-------- Quoted passage --------

With the scale, the junkman/collector/recycle (shou feipin in Chinese) will weigh the papers and cardboard and then pay residents a few cents. He ties the newspaper and collapses the cardboard boxes so he can stack them and take them to a recycling station.

Shou feipin is also the word to "recycle," to collect stuff.

A woman asks him to take her old TV set. When he returns to his one-room house, he finds two cake boxes have been left at his door. Some people just leave things for him to get rid of.

"I cannot use them and feel guilty about throwing beautiful packing boxes away," says 46-year-old Wang Li. "They'll be more useful to Zhang."

The number of junkmen, recycling stations, recycling companies and manufacturers has increased dramatically in the past 30 years, says Chen Xuexin, secretary-general of Shanghai Waste Material Recycling Association.

Because of the global economic crisis, however, prices for scrap and recyclables have fallen 50 percent, according to Chen. And with them the number of people like Zhang who collect discards everything from newspapers to TV sets and refrigerators.

Chen estimates there are around 60,000 individuals like Zhang, and that's down because of the economic downturn.

Thirty years ago, state-owned companies handled what little recycling there was. After the reform and opening-up policy in the 1980s, many private waste-recycling companies, stations and individuals went into business.

In 1988, the Shanghai Waste Material Recycling Association was founded to help regulate the rapidly expanding industry.

Today, around 3,000 registered companies have operating licenses from the city's industrial and commercial bureau, says Chen. That includes the 1,028 association member companies with 13,500 employees.

The recycling industry has not been strictly regulated, however, especially the collection and recycling of metal. Problems have arisen because people take valuable metal from appliances, sell it and junk the housing and other components.

Refrigerators are a big problem. Many recycling companies won't accept discarded appliances. So collectors break them up, extract the metal and sell it, then dump the rest.

In 2003, there were only 700 companies licensed to collect waste metal. The number rose to 3,000 in 2005, making strict regulation difficult.

Now, to more strictly regulate metal-recycling companies, the Municipal Commission of Commerce will issue new licenses in a few months to only 900 companies. Existing companies must apply and meet new standards.

But collector Zhang is at the low end. He started in 2001 when he came to Shanghai from Anhui Province in 2001. He was hired to clean the garden of a rest home ?? he got room and board but no salary. He began collecting/recycling to make money for his family and worked after his garden work was completed.

After his garden work, Zhang sorts the materials he collects and at least once a week he sells them to the recycling association two blocks away. Sometimes he earns several hundred yuan, sometimes more than 1,000 yuan (US$146).

His income goes up a lot during festivals as people buy new things and get rid of the old.

-------- Record excerpts --------

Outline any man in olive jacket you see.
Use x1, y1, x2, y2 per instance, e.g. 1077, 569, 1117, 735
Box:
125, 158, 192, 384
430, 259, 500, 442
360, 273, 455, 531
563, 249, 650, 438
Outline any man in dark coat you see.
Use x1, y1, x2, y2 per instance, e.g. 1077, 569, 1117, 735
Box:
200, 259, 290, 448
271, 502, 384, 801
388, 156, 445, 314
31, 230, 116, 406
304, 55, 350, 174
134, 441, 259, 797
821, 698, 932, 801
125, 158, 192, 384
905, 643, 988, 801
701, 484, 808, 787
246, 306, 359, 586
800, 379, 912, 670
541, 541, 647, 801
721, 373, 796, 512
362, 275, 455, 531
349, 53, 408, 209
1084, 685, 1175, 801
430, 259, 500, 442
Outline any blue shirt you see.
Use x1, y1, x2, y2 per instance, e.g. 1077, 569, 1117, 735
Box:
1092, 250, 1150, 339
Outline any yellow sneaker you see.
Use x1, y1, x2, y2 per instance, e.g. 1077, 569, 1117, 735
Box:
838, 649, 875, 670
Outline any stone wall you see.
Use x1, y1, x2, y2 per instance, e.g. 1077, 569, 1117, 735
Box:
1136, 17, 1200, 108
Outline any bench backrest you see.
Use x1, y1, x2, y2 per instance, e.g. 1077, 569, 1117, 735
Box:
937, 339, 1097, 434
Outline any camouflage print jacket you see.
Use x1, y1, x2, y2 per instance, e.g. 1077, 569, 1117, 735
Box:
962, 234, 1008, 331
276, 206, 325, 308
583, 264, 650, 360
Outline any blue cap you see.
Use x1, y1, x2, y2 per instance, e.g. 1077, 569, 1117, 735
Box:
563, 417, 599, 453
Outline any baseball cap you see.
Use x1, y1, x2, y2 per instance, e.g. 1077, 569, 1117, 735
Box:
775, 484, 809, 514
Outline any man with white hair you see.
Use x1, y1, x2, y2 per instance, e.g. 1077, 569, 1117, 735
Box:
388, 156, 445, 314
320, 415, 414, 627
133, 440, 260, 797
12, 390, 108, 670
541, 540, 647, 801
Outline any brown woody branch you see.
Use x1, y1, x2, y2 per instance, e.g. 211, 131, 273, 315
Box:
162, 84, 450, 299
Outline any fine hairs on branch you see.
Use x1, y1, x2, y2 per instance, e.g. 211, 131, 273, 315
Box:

--------

Exercise description:
Translate this sentence from the passage on recycling in Shanghai into Spanish: "In 1988, the Shanghai Waste Material Recycling Association was founded to help regulate the rapidly expanding industry."

Written answer:
En 1988 se fundó la Asociación de Reciclaje de Materiales de Desecho de Shanghái para ayudar a regular la industria, que se expandía rápidamente.